Identify each line of the data below that contains the string "girl" and copy it out. The match is case-sensitive.

* begin Supplied records *

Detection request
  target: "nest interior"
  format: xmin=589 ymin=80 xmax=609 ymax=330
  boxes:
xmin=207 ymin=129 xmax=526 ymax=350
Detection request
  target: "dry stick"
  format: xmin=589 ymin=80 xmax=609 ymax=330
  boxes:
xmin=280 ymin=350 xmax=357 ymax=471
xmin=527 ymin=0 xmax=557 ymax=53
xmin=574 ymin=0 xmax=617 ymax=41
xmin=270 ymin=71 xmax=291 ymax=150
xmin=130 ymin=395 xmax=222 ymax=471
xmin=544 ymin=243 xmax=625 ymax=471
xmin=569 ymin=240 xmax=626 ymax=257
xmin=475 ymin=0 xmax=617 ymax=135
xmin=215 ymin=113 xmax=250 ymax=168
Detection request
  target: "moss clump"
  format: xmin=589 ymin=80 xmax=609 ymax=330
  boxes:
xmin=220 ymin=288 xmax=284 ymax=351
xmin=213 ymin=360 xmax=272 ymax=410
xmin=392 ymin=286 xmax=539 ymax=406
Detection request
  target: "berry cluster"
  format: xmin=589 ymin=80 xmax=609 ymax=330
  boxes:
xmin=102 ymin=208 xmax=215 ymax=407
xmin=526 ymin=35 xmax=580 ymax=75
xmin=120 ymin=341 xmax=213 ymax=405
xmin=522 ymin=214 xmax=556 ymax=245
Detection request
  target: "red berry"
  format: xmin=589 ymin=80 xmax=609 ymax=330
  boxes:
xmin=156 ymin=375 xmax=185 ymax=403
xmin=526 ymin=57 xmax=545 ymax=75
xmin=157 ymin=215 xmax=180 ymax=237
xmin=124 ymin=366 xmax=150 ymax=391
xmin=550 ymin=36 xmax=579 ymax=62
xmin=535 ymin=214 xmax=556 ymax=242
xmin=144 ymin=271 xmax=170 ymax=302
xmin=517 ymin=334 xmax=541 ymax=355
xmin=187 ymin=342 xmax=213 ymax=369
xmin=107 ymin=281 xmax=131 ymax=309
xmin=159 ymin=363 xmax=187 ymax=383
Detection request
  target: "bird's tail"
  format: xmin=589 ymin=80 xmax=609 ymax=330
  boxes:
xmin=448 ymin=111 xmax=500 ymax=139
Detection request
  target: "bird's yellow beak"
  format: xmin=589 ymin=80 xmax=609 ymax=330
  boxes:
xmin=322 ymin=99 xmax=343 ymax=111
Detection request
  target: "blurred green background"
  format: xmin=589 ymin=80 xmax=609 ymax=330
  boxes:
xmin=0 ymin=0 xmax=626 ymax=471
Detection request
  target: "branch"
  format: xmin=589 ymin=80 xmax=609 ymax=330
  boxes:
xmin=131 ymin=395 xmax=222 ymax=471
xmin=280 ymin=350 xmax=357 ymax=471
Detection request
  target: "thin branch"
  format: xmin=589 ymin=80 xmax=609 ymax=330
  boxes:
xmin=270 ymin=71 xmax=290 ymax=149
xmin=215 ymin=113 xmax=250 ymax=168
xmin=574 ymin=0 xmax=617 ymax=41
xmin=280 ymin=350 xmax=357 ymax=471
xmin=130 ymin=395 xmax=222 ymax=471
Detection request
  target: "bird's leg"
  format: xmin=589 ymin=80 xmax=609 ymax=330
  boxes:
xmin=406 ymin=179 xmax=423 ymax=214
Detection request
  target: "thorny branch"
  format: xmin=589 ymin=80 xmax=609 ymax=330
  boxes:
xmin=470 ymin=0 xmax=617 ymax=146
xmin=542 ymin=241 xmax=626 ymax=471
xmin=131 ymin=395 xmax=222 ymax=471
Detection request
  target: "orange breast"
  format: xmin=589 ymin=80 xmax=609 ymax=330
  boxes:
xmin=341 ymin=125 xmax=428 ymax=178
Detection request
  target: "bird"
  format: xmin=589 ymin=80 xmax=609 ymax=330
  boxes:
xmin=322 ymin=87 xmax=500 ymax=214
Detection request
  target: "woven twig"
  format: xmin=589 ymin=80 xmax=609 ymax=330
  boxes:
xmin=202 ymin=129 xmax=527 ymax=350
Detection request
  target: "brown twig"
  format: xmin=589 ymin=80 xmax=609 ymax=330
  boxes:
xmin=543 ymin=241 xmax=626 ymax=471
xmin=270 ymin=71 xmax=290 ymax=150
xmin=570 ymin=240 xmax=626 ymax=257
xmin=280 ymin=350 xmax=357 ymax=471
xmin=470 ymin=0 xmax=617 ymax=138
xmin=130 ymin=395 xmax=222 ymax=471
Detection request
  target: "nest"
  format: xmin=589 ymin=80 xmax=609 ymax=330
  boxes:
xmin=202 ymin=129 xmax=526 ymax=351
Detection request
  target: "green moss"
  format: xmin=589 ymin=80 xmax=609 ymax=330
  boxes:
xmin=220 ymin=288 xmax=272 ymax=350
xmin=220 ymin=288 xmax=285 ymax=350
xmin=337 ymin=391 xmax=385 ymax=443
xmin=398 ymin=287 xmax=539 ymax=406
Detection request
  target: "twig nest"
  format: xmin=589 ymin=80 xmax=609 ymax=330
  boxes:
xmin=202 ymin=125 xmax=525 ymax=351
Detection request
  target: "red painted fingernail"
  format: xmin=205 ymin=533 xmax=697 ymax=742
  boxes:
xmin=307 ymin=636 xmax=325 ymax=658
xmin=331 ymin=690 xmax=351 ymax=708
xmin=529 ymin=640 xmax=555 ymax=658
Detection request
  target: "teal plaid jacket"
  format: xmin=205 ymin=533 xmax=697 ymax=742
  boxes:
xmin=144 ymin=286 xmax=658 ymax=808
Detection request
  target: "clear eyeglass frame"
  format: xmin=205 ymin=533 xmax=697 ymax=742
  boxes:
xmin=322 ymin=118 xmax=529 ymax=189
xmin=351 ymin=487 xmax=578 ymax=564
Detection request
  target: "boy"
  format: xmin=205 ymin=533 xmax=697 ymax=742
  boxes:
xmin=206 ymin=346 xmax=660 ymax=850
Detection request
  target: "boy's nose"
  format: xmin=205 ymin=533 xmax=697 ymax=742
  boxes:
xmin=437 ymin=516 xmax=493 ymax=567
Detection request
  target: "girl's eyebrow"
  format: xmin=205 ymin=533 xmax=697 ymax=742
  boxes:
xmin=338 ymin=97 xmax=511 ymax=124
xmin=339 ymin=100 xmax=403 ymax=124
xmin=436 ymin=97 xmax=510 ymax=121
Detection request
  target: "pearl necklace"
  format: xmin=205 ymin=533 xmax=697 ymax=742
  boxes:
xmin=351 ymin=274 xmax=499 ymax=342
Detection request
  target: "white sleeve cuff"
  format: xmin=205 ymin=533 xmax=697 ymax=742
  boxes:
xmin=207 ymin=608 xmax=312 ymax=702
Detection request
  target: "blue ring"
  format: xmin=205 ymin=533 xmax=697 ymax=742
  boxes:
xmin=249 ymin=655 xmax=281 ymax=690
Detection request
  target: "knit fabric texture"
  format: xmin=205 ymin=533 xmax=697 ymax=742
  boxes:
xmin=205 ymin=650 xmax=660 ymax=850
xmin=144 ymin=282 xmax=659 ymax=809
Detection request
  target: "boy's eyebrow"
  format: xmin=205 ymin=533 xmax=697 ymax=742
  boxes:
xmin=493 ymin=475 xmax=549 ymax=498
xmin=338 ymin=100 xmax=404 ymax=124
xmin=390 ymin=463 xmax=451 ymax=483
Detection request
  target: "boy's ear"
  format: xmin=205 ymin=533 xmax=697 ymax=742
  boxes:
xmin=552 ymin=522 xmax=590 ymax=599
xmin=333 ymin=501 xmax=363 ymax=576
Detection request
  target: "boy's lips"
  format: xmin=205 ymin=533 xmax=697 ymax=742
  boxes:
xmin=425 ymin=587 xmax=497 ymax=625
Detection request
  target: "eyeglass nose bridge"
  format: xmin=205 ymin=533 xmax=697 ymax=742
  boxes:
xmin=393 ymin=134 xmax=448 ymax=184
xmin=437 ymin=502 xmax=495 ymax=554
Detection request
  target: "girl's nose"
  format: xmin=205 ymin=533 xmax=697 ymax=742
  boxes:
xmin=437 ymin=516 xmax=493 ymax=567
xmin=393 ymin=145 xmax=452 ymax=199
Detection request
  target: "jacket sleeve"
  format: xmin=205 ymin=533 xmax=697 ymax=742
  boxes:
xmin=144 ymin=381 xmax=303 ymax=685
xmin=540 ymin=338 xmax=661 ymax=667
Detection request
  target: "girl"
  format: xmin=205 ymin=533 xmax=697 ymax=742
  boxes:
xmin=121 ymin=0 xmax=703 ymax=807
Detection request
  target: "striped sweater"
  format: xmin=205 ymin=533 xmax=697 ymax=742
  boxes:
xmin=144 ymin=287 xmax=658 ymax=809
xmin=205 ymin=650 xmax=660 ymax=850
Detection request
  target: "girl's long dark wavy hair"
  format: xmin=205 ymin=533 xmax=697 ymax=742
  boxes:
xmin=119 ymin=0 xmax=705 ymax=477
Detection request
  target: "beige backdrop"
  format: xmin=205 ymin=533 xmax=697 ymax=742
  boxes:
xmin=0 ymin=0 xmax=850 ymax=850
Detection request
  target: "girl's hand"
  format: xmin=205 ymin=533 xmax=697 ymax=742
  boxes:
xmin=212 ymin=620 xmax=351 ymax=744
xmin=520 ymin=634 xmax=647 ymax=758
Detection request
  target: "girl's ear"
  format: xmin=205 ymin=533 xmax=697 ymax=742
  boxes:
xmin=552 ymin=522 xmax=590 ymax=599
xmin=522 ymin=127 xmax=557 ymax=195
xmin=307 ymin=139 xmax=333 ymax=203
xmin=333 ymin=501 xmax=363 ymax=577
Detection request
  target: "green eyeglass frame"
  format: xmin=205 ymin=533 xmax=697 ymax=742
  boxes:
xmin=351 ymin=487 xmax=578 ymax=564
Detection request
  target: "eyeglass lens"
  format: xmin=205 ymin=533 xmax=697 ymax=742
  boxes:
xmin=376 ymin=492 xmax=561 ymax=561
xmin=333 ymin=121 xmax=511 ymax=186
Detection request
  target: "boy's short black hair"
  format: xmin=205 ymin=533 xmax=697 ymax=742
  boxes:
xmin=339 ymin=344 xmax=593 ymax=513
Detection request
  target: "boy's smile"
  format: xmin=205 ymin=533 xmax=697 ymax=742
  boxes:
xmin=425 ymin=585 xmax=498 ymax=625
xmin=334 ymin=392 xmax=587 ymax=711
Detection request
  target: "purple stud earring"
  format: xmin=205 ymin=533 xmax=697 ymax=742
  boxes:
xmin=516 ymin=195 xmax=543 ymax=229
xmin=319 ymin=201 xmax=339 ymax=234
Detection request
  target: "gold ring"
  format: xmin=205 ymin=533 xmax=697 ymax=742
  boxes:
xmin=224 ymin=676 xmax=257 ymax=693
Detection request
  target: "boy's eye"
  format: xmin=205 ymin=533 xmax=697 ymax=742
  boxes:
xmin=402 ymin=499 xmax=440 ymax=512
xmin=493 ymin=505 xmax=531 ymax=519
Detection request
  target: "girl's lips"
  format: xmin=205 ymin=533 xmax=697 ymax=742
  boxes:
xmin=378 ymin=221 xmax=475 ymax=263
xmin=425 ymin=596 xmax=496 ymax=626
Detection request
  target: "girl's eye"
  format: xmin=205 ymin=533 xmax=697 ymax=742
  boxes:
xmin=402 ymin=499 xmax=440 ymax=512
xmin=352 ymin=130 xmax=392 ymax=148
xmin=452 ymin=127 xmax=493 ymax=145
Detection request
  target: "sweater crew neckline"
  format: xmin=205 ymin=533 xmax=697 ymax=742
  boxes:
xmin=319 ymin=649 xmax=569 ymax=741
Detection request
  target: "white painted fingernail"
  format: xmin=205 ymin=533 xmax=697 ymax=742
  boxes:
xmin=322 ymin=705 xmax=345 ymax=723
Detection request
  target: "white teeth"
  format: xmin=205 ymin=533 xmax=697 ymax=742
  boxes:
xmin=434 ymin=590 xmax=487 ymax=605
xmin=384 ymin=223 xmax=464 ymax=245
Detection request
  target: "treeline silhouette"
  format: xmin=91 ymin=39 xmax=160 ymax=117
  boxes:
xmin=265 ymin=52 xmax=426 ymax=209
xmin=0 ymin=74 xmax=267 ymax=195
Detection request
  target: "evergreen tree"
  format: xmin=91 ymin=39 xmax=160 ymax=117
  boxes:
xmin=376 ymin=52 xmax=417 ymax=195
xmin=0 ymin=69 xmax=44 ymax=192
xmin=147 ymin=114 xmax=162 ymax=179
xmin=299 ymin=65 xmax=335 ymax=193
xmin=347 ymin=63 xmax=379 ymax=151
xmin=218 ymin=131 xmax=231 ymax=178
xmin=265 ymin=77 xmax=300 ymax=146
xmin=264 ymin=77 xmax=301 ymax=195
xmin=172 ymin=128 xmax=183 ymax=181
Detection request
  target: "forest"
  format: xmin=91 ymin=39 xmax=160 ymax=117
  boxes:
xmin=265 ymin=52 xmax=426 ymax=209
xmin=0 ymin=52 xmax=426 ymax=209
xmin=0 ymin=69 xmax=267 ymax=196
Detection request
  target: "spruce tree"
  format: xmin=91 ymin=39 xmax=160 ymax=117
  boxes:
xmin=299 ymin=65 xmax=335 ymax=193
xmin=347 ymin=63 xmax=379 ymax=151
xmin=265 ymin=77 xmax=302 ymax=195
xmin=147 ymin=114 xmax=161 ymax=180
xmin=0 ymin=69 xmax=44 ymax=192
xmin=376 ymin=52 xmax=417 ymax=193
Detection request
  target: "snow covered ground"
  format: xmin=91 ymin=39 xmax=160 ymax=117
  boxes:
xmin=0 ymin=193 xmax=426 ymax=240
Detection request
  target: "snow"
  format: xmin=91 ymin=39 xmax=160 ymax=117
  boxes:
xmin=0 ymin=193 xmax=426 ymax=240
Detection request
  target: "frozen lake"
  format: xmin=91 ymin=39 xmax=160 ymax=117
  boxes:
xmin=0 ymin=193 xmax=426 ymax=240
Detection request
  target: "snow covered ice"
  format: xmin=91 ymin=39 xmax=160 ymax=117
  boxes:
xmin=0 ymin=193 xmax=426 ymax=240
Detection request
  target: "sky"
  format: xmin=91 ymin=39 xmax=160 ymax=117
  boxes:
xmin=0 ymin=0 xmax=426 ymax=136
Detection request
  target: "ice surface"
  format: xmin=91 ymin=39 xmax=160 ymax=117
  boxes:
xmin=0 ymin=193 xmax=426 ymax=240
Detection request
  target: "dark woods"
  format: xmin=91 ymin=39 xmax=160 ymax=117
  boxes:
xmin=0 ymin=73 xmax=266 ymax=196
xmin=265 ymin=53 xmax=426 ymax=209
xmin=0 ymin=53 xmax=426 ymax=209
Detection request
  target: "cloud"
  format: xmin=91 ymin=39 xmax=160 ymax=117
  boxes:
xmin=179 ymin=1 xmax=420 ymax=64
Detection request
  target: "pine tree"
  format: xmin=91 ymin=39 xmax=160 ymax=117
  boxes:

* end Supplied records *

■ Final result ■
  target: "girl's eyebrow"
  target: "girl's nose"
  target: "girl"
  target: "girl's long dark wavy hair"
  target: "girl's hand"
  target: "girl's ear"
  target: "girl's lips"
  target: "girl's eye"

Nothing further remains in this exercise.